Saved entries
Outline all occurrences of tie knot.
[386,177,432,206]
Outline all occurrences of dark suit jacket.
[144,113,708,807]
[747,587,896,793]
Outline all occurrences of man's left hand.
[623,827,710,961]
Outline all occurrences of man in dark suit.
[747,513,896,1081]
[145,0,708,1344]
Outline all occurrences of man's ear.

Task statement: Turn each line of the rows above into a Markdown table with the columns "No." and "Line," numbering the lines in order and skipping any blank ones.

Answer to the exercise:
| No. | Line |
|---|---|
| 1 | Outline all occurrences of tie knot. |
| 2 | [386,177,432,206] |
| 3 | Outline all occurrences of dark suit jacket. |
| 4 | [144,113,708,807] |
| 5 | [747,587,896,793] |
| 6 | Outline all occurrences of man's left hand. |
| 7 | [623,827,710,961] |
| 8 | Outline all occurrences of man in dark suit. |
| 9 | [747,513,896,1081] |
| 10 | [145,0,708,1344] |
| 11 | Outline all occurrences of man's ear. |